* **ITEM DE AÇÃO**
Retome a reportagem sobre a nomeação da Irmã Simona Brambilla como prefeita de um dicastério vaticano. Comece logo após a última frase apresentada.

* **TRECHO SELECIONADO**
......

09 Janeiro 2025
Ela teve que superar não poucos ressentimentos e objeções, mas no fim o Papa Francisco nomeou, pela primeira vez na história, uma mulher como prefeita de um dicastério vaticano. Trata-se da Irmã Simona Brambilla e dirigirá o departamento responsável pelos religiosos e religiosas em todo o mundo.
A reportagem é de Iacopo Scaramuzzi, publicada por La Repubblica, 07-01-2025. A tradução é de Luisa Rabolini.
Até agora, sempre e somente homens dirigiam os dicastérios do Vaticano, os escritórios que até poucos anos atrás eram divididos em congregações e conselhos pontifícios. De acordo com as normas, o prefeito era um padre, cardeal ou arcebispo, apesar de a metade do “povo de Deus”, se não mais da metade, ser composta por mulheres. Desde o início, Francisco sinalizou a necessidade de incluir mais mulheres “nos lugares onde são tomadas decisões importantes” e, ao longo de seu pontificado, o percentual feminino aumentou tanto entre os funcionários quanto nos altos escalões do organograma da Cúria. No entanto, ainda não havia nenhuma mulher sentada na chefia de um dicastério. Não faltaram resistências, ainda mais quando, em 2022, Bergoglio aprovou, de forma um tanto inesperada, a nova constituição apostólica Praedicate Evangelium, que afirma que “qualquer fiel”, portanto também uma mulher e um leigo, “pode presidir um dicastério”. Para os conservadores, isso foi um choque muito grande e, desde então, têm se multiplicado as contestações nos sagrados salões.
Mas se já em 2018 o pontífice argentino nomeou o primeiro prefeito leigo, Paolo Ruffini, para liderar as comunicações do Vaticano, ontem, apesar dos ventos contrários, ele escolheu a irmã Brambilla. De certa forma, uma nomeação natural: o dicastério para os Institutos de Vida Consagrada e Sociedades de Vida Apostólica é de fato responsável por uma população predominantemente feminina: de acordo com os últimos levantamentos oficiais, os religiosos do sexo masculino, sacerdotes e não, são 177.973 em todo o mundo, enquanto as freiras são mais que o triplo, 599.228.
Não faltou oposição, e isso é demonstrado pelo fato de que Francisco nomeou simultaneamente um pró-prefeito, o cardeal salesiano Angel Fernandez Artime. Embora existam outros pró-prefeitos na Cúria Romana, essa é uma função não comum, que parece responder ao problema canônico de que certos poderes de governo, ligados à administração dos sacramentos, são reservados, sem exceção, aos ministros ordenados. O cardeal espanhol não é um simples número dois, como seria um secretário, mas ainda assim estará subordinado ao prefeito - ou seria melhor dizer à prefeita.

......

Dados de localização de pontos
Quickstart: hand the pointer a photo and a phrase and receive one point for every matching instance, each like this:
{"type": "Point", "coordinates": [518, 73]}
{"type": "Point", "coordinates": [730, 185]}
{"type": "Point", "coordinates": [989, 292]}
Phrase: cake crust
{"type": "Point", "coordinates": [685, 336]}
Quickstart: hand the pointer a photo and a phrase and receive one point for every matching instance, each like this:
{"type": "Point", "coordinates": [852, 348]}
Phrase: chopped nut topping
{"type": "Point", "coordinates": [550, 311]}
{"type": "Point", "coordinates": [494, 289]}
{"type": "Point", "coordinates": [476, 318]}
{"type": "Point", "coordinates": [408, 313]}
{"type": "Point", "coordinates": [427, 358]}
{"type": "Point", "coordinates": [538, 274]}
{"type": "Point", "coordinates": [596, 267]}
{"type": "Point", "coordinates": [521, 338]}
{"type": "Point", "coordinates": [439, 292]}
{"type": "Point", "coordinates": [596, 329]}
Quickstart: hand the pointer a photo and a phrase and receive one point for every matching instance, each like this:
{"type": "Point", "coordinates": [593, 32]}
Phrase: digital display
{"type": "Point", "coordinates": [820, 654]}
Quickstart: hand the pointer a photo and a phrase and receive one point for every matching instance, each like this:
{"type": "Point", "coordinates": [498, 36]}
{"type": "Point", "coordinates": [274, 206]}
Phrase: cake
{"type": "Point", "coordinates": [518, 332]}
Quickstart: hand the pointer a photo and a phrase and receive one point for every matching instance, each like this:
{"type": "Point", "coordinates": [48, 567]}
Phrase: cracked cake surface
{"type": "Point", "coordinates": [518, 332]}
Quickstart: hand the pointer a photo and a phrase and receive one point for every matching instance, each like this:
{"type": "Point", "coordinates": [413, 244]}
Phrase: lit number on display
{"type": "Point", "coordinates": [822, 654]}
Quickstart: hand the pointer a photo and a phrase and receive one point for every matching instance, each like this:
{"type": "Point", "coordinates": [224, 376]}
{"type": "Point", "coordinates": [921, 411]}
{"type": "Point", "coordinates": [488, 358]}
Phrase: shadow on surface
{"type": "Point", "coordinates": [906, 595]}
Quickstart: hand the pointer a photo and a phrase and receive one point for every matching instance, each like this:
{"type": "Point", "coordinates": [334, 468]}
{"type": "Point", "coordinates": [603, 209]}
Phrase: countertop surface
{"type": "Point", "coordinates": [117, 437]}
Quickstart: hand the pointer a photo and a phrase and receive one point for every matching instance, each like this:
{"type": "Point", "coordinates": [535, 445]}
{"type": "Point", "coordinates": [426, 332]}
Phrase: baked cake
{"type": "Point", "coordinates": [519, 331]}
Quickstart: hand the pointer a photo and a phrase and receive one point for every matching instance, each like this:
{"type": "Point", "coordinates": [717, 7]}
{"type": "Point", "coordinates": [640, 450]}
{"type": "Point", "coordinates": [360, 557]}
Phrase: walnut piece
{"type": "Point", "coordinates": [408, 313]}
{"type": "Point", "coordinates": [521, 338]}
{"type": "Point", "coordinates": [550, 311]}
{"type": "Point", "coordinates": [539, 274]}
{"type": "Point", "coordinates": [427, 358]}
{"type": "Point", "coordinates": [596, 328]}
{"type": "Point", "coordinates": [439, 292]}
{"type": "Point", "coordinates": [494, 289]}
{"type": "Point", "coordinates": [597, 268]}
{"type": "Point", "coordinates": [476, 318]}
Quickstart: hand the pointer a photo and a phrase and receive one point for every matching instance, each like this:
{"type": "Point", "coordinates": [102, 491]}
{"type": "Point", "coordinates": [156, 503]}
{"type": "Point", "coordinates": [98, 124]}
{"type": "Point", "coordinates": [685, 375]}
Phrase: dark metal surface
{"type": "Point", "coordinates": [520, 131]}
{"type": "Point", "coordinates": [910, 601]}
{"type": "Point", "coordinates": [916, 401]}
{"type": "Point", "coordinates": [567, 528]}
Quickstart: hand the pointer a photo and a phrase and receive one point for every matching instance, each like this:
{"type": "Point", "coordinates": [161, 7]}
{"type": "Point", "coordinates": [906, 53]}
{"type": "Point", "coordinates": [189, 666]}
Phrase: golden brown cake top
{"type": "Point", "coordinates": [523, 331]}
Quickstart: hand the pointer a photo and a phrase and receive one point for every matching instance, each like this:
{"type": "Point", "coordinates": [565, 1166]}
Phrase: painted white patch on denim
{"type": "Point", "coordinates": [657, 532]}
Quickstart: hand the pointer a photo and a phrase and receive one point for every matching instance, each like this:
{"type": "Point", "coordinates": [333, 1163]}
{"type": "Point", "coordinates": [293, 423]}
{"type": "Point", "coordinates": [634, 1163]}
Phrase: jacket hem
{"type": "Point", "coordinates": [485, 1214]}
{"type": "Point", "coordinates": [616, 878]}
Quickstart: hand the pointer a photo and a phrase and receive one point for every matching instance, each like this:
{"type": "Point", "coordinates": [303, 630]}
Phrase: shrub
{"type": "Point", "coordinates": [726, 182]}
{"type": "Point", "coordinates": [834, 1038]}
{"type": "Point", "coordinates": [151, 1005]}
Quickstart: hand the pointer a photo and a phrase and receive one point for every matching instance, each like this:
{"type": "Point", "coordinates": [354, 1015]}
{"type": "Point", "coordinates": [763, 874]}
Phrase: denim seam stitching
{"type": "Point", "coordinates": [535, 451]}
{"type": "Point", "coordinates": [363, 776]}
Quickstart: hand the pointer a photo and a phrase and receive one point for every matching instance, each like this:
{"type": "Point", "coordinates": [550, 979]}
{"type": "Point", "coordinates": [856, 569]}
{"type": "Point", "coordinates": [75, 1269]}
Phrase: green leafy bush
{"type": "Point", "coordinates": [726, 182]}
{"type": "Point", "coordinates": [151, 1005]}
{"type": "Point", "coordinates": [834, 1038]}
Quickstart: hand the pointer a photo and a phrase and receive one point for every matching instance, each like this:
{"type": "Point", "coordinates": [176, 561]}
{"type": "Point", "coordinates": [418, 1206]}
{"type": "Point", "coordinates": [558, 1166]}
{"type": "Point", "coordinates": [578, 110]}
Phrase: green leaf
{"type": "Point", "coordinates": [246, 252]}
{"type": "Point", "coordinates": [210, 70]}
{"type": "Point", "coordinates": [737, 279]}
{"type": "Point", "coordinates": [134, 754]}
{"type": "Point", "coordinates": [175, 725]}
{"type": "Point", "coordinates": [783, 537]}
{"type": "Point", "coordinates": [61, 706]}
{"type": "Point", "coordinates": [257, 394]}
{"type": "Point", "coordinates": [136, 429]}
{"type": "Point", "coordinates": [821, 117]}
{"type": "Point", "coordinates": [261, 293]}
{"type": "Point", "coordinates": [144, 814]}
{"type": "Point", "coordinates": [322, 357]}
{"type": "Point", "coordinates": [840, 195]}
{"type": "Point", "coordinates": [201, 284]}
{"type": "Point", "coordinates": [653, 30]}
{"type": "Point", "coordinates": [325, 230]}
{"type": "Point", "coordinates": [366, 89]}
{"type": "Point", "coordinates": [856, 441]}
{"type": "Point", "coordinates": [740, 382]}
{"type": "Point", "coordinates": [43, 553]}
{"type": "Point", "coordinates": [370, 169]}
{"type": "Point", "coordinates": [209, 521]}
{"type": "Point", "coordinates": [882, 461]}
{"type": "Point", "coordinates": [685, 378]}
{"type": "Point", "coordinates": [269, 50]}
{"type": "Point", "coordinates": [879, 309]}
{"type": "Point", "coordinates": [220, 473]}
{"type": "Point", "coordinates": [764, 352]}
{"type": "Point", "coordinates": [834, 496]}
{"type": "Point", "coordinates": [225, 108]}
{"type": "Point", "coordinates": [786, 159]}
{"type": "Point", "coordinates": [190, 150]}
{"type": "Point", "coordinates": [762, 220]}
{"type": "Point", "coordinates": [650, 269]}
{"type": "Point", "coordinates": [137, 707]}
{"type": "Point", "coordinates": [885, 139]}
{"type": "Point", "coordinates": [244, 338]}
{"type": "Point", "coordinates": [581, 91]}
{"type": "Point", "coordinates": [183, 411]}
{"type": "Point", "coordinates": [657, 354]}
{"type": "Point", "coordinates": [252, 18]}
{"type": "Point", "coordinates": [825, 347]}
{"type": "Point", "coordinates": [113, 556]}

......

* **RESULTADO DA TAREFA**
Discreta, descontraída, sempre calçando sandálias durante a boa estação, a irmã Brambilla, nascida há quase 60 anos em Monza, é uma mulher tenaz que demonstrou ao longo dos anos uma capacidade de governança fora do comum. Sua primeira vocação foi diferente: ela se formou como enfermeira e trabalhou no hospital Mandic em Merate antes de responder à vocação para a vida religiosa e entrar no Instituto das Missionárias da Consolata em 1988. De 2011 a 2023, liderou sua ordem religiosa. Naquele ano, o Papa a nomeou secretária do Dicastério para os Religiosos do Vaticano: “Um chamado”, confidenciou ela naquela ocasião a Lucia Capuzzi, do Avvenire, “que revirou as perspectivas que eu havia imaginado”. Se o governo de seu instituto religioso, presente em todo o mundo, foi um campo de treinamento para o cargo que a espera - e para problemas como a queda nas vocações que afeta cada vez mais não apenas os padres, mas também as freiras -, há duas outras experiências que definem seu perfil.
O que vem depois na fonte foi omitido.